= Beginning of Section =

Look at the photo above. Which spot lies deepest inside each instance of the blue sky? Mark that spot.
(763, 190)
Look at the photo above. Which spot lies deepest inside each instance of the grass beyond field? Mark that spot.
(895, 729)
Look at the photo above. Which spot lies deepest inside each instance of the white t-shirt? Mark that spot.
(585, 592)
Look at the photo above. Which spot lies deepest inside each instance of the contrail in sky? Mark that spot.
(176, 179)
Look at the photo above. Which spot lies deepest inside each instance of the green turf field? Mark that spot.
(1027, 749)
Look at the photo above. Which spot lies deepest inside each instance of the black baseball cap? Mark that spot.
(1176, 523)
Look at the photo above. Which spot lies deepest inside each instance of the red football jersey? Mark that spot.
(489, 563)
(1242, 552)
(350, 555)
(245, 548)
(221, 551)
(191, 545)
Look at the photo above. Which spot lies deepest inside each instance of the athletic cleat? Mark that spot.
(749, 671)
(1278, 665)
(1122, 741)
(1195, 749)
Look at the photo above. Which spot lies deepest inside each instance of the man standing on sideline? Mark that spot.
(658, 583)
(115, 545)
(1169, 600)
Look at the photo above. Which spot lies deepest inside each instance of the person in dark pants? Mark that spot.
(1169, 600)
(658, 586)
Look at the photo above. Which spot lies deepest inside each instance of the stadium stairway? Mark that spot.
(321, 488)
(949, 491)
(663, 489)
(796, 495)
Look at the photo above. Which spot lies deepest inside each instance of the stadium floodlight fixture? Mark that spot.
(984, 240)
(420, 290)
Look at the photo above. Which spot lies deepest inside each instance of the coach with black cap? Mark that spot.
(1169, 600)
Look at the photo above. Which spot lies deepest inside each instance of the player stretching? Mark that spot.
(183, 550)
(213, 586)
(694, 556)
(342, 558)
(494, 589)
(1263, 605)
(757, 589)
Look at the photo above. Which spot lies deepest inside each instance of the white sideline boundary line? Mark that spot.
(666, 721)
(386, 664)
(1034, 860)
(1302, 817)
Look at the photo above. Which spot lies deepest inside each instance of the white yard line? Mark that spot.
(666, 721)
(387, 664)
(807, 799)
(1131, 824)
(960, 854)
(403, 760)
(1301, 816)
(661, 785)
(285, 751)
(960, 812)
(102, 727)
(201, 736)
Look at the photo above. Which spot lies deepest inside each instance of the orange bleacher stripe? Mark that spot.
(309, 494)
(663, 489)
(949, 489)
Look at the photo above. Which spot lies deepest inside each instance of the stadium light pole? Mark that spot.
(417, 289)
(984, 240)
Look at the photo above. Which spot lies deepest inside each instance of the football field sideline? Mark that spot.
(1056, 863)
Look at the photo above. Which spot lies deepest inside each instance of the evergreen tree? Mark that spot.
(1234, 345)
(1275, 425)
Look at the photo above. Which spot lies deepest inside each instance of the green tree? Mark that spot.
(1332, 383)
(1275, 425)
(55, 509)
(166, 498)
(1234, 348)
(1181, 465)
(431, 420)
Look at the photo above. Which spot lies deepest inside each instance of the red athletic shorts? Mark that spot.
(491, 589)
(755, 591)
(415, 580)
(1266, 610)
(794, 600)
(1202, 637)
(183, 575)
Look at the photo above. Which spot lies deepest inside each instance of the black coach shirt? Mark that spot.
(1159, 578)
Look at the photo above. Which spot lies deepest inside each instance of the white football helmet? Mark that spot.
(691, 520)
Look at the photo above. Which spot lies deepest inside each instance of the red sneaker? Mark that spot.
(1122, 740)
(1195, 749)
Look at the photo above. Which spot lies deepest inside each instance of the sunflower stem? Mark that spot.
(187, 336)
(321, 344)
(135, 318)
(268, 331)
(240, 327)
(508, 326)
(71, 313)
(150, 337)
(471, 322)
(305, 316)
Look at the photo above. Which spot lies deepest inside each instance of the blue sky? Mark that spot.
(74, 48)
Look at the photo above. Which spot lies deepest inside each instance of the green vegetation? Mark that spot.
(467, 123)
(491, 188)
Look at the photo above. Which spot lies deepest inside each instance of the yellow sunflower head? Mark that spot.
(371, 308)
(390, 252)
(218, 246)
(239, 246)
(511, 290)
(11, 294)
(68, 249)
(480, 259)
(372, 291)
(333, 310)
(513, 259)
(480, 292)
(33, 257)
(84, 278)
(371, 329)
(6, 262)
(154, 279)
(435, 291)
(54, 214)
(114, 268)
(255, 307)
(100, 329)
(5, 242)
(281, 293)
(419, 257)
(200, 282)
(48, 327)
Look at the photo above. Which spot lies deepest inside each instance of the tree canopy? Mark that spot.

= End of Section =

**Your instructions:** Your answer should be every entry above, repeated exactly.

**Task output:**
Look at the photo above. Which spot lies deepest inside each instance of the blue sky? Mark that spot.
(763, 190)
Look at the photo above. Which spot lies deepest inside each instance of the grass beyond field? Mark that spot.
(895, 729)
Look at the photo above. Which spot lies deepest inside each instance of the white t-shirt? Mark that spot.
(585, 592)
Look at the photo above. Which spot lies deepest inside each instance of the contrail in sky? Mark that spot.
(176, 179)
Look at the photo above. Which spot lies deepest inside each instance of the green turf field? Mark that spot.
(1027, 749)
Look at the photo above. Which spot lies deepest inside each instance of the black baseball cap? Mark that spot.
(1176, 523)
Look at the photo above. Which spot lies deepest inside each instance of the red football jersey? Mark that spot.
(489, 563)
(1242, 552)
(350, 555)
(245, 548)
(221, 551)
(191, 545)
Look at the photo above. Which spot lies deepest inside each instance of the athletic cleat? Mark that spot.
(749, 671)
(1278, 665)
(1122, 741)
(1195, 749)
Look at the photo above. Which spot lies deepest inside each instance of the man standing on sideline? Mark that spot.
(658, 583)
(115, 545)
(1169, 600)
Look at the photo above. Which spot lies deepest inside each instance of the person in dark pants? Mark that spot.
(1169, 600)
(658, 586)
Look at the photo above. Which spot lies deepest inside each instance of the stadium stairway? Mark that spot.
(321, 488)
(949, 491)
(663, 489)
(796, 495)
Look at the photo above. Which spot lies deepest inside each instance of the stadium floodlight fixture? Mark that spot.
(984, 240)
(420, 290)
Look at the photo above. Which spot lies deepest inside each instance of the coach with black cap? Mark that spot.
(1169, 600)
Look at the photo above. Which spot lies deepest inside each instance of the player stretching? Mark that spot.
(183, 550)
(213, 586)
(694, 556)
(342, 558)
(494, 589)
(1263, 605)
(757, 589)
Look at the photo above. Which spot lies deepest inside each instance of the white sideline boundary line? Mark that spot.
(666, 721)
(386, 664)
(1034, 860)
(1302, 817)
Look at the photo above. Which spot lies deepest inside each instance of the white yard line? Mark that spot.
(666, 721)
(387, 664)
(807, 799)
(1131, 824)
(960, 854)
(403, 760)
(1301, 816)
(661, 785)
(285, 751)
(960, 812)
(102, 727)
(201, 736)
Look at the photo above. Which spot lies deepest inside each instance of the orange bleacher stripe? Mark that spot.
(309, 494)
(663, 489)
(949, 489)
Look at the photo above. Which spot lies deepest inside each instance of the stadium light pole? Mark that spot.
(417, 289)
(984, 240)
Look at the photo above. Which spot lies deepest inside each instance of the football field sideline? Mark that spot.
(1056, 863)
Look at the photo above. Which spot lies deepest inside each instance of the evergreen tree? Mark that spot.
(1234, 345)
(1275, 425)
Look at the photo above. Which spot lies deepest inside each instance of the green tree? Mark that spot.
(1332, 383)
(1275, 425)
(55, 509)
(166, 498)
(1234, 348)
(1181, 465)
(431, 420)
Look at the photo above. Which spot lies deepest inside each instance of the red athletic shorts? Mark that spot.
(491, 589)
(755, 591)
(415, 580)
(1266, 610)
(794, 600)
(1202, 637)
(183, 575)
Look at the photo above. Which spot lies deepest inside each instance of the black coach shirt? Mark that spot.
(1159, 578)
Look at the photo above. Which spot lies deepest inside each instance of the white football helmet? Mark that spot.
(691, 520)
Look at the photo above. Which spot lies deepest inside each instance of the red sneaker? Mark that spot.
(1122, 740)
(1195, 749)
Look at the photo above. Which spot lies deepest inside each instance of the sunflower stem? Mark that spot.
(187, 336)
(321, 344)
(135, 318)
(268, 331)
(240, 327)
(508, 326)
(71, 313)
(150, 337)
(471, 322)
(305, 316)
Look at the photo above. Which spot lies deepest inside each instance of the blue sky? Mark that spot.
(74, 48)
Look at the photo above. Which spot lies deepest inside each instance of the green vegetation? Mark that spot.
(467, 123)
(491, 188)
Look at the photo above. Which spot lies deepest inside each instance of the yellow sunflower head? Mark that spot.
(371, 308)
(390, 252)
(218, 246)
(239, 246)
(511, 290)
(11, 294)
(68, 249)
(480, 259)
(372, 291)
(333, 310)
(513, 259)
(480, 292)
(33, 257)
(84, 278)
(371, 329)
(6, 262)
(154, 279)
(435, 291)
(54, 214)
(114, 268)
(255, 307)
(100, 329)
(5, 242)
(281, 293)
(419, 257)
(200, 282)
(48, 327)
Look at the photo above. Which spot lies deepest inside each instance of the tree canopy? Mark that spot.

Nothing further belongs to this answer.